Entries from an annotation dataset
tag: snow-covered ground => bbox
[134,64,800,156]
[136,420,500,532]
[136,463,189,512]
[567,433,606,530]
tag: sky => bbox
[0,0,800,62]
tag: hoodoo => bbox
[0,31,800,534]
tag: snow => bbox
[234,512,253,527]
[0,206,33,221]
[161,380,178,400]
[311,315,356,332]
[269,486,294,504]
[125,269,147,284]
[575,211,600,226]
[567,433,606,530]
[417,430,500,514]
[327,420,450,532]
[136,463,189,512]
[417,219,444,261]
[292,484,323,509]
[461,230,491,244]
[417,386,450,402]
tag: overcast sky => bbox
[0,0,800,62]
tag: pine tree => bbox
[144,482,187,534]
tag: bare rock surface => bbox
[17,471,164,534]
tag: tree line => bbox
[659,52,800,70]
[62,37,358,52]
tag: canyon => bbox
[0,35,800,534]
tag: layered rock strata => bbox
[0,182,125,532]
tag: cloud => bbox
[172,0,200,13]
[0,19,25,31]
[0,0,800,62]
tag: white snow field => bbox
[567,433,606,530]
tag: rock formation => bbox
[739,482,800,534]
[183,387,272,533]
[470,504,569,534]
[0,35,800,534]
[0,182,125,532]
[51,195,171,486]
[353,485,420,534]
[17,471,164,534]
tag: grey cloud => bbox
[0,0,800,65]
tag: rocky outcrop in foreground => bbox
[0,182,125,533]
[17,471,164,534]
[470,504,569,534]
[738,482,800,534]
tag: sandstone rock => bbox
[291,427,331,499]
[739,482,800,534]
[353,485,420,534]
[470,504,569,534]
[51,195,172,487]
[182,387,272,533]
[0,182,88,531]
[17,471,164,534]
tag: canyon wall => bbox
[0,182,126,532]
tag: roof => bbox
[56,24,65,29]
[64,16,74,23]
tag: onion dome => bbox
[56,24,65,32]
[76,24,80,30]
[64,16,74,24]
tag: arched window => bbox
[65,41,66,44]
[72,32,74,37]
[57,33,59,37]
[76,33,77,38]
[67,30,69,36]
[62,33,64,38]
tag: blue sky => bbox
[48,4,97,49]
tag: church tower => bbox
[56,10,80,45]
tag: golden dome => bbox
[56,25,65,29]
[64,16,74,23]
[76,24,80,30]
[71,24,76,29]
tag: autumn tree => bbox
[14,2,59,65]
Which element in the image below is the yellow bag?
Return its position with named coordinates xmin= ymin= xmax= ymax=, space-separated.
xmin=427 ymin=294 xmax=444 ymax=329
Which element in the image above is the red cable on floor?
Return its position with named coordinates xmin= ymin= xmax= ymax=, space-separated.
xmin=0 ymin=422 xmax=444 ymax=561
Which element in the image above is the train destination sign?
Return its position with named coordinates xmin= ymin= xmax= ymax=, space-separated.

_Requirement_
Could you write out all of the material above again, line for line, with nothing changed?

_Answer to this exercise_
tag: snow-covered ground => bbox
[134,64,800,156]
[136,420,500,532]
[136,463,189,512]
[567,433,606,530]
tag: sky => bbox
[0,0,800,62]
tag: hoodoo => bbox
[0,31,800,534]
tag: snow => bbox
[234,512,253,527]
[0,206,33,221]
[161,380,178,400]
[311,315,356,332]
[269,486,294,504]
[125,269,147,284]
[575,211,600,226]
[567,433,606,530]
[417,430,500,514]
[327,420,450,532]
[136,463,189,512]
[417,219,444,261]
[292,484,323,509]
[461,230,491,244]
[417,386,450,402]
tag: overcast sky => bbox
[0,0,800,62]
tag: pine tree => bbox
[144,482,187,534]
tag: bare rock surface => bbox
[17,471,164,534]
tag: tree line => bbox
[659,52,800,70]
[62,37,358,52]
tag: canyon => bbox
[0,35,800,534]
tag: layered rock strata => bbox
[0,182,125,532]
tag: cloud => bbox
[172,0,200,13]
[0,19,25,31]
[0,0,800,62]
tag: white snow field => bbox
[567,433,606,530]
tag: rock formation => bbox
[739,482,800,534]
[183,387,272,533]
[470,504,569,534]
[0,35,800,534]
[0,182,125,532]
[51,195,171,486]
[353,485,420,534]
[17,471,164,534]
tag: grey cloud => bbox
[0,0,800,65]
tag: rocky outcrop in foreground => bbox
[0,182,125,533]
[17,471,164,534]
[470,504,569,534]
[738,482,800,534]
tag: sandstone rock => bbox
[291,427,331,499]
[739,482,800,534]
[353,485,420,534]
[470,504,569,534]
[51,195,172,487]
[182,387,272,533]
[0,182,88,531]
[17,471,164,534]
tag: canyon wall => bbox
[0,182,126,532]
tag: roof => bbox
[56,24,65,29]
[64,16,74,23]
tag: onion dome => bbox
[56,24,65,32]
[76,24,80,30]
[64,16,74,24]
tag: arched window => bbox
[65,41,66,44]
[72,32,74,37]
[57,33,59,37]
[76,33,77,38]
[67,30,69,36]
[62,33,64,38]
tag: blue sky => bbox
[48,4,97,49]
tag: church tower => bbox
[56,10,80,45]
tag: golden dome => bbox
[56,25,65,29]
[64,16,74,23]
[76,24,80,30]
[71,24,76,29]
tag: autumn tree => bbox
[14,2,59,65]
Which element in the image below is the yellow bag?
Return its position with named coordinates xmin= ymin= xmax= ymax=, space-separated.
xmin=427 ymin=294 xmax=444 ymax=329
Which element in the image above is the red cable on floor?
Return its position with named coordinates xmin= ymin= xmax= ymax=, space-separated.
xmin=0 ymin=422 xmax=444 ymax=561
Which element in the image above is the train destination sign?
Return its position with named coordinates xmin= ymin= xmax= ymax=, space-separated.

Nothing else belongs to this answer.